DIRECTION: Update the records below so that every "pixel coordinates" reads "image coordinates", keeping everything else unchanged.

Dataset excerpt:

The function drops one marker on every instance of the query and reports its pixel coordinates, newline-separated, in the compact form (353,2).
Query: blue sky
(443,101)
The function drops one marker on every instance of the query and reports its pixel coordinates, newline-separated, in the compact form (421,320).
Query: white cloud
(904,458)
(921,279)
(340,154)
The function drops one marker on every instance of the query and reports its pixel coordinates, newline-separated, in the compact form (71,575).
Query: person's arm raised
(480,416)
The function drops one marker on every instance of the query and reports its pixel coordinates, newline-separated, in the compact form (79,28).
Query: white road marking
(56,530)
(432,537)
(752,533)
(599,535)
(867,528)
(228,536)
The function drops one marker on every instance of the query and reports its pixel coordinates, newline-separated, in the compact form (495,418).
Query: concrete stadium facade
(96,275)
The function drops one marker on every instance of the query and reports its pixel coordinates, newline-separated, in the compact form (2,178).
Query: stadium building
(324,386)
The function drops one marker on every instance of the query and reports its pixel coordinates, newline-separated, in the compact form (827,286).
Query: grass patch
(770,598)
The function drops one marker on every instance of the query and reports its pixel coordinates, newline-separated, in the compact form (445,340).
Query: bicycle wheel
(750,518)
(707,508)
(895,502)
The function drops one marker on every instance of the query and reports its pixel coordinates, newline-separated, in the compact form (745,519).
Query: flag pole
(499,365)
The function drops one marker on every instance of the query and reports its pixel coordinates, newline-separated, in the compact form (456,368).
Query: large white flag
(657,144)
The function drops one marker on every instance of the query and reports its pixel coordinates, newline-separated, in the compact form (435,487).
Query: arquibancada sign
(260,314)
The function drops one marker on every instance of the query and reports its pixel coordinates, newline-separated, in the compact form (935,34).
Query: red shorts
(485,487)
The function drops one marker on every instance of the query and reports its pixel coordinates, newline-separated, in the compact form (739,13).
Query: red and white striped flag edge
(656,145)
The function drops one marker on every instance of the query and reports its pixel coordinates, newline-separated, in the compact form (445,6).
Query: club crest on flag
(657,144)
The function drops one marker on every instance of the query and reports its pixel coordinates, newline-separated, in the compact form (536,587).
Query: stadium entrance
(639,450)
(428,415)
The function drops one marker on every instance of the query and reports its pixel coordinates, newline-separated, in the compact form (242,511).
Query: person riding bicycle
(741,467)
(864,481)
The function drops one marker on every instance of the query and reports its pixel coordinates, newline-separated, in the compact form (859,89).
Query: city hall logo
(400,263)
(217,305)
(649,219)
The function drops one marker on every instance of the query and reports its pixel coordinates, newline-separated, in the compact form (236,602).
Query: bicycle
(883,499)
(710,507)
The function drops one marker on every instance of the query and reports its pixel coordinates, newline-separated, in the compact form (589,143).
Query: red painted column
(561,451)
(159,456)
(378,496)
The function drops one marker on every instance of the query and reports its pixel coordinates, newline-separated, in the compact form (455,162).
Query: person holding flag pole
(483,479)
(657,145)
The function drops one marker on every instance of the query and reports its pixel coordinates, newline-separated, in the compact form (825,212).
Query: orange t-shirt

FULL RESPONSE:
The function drops one marker on every instance of the query and reports its image coordinates, newline-separated, in the compact form (353,2).
Query: blue sky
(443,101)
The function drops one marker on every instance of the query and reports its image coordinates, newline-separated, in the compact form (421,320).
Query: white cloud
(904,458)
(921,279)
(340,154)
The function drops one marker on every instance of the query and reports its image coordinates, newline-separated, in the compact form (71,575).
Query: person's arm raised
(480,416)
The function drops one marker on every instance of the query and reports its image coordinates, newline-separated, in the compact form (79,28).
Query: white road marking
(56,530)
(432,537)
(752,533)
(599,535)
(867,528)
(228,536)
The function drops one marker on every instance of the query and reports its image coordinates, newline-separated, in the compact form (495,418).
Query: concrete stadium facade
(96,275)
The function drops one marker on every instance of the query and reports its image coordinates, newline-separated, in the compact form (2,178).
Query: stadium building
(324,386)
The function drops one marker on every instance of the query and reports its image coordinates, newline-separated, in the compact form (827,286).
Query: grass patch
(770,598)
The function drops one marker on every instance of the query and reports its image coordinates, newline-separated, in the compact form (445,340).
Query: bicycle wheel
(750,518)
(707,508)
(895,502)
The function drops one marker on every instance of the query and reports its image coordinates, newline-separated, in the compact form (745,519).
Query: flag pole
(499,365)
The function drops one marker on every instance of the query and reports its image coordinates, newline-separated, in the compact form (456,368).
Query: large white flag
(657,144)
The function drops one marker on every instance of the query and reports its image coordinates, newline-separated, in the compact form (435,487).
Query: arquibancada sign
(260,314)
The function drops one marker on every instance of the query and reports its image coordinates, newline-separated, in the compact form (935,34).
Query: red shorts
(485,487)
The function drops one marker on every instance of the query and reports its image coordinates, newline-separated, in the compact form (739,13).
Query: red and white striped flag edge
(656,145)
The function drops one marker on every instance of the query and reports its image coordinates, newline-separated, in the compact form (445,6).
Query: club crest on flag
(657,144)
The function drops one marker on every instance of the query and reports its image coordinates, newline-separated, in the compact form (536,587).
Query: stadium entrance
(639,450)
(428,415)
The function drops one marker on every instance of the query and reports its image coordinates, newline-separated, in the compact form (242,511).
Query: person riding bicycle
(741,467)
(864,481)
The function drops one marker on every instance of the query and reports its image coordinates, newline-separated, in the compact form (859,89).
Query: city hall logo
(400,263)
(217,305)
(649,219)
The function drops one marker on every instance of the query and reports its image coordinates, newline-separated, in the compact form (236,602).
Query: bicycle
(883,499)
(710,507)
The function drops one marker on every instance of the query and reports its image coordinates, newline-separated, in the compact form (589,143).
Query: red painted column
(561,451)
(159,456)
(378,496)
The function drops one marker on every instance of the query and reports its image coordinates, newline-separated, in the compact form (455,162).
Query: person holding flag pole
(483,479)
(657,145)
The function drops one marker on every instance of the query and reports its image coordinates, newline-separated, in the compact form (825,212).
Query: orange t-shirt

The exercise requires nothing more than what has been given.